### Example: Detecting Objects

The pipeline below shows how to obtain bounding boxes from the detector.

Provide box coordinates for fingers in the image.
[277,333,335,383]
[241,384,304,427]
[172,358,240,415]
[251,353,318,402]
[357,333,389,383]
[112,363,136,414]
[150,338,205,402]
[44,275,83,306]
· · ·
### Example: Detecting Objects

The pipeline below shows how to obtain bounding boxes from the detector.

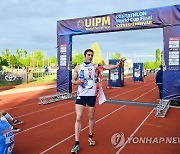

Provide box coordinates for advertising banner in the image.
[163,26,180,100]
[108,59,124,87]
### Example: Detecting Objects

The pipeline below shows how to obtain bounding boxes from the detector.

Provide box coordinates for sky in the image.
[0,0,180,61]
· · ·
— What the task requires —
Collect every line in the entries above that contains the word "image", matching its case exactly.

— Answer in full —
Provide box coordinates for fingers in the image.
Provide box coordinates for advertising banner in the image.
Provide box coordinates for sky in the image.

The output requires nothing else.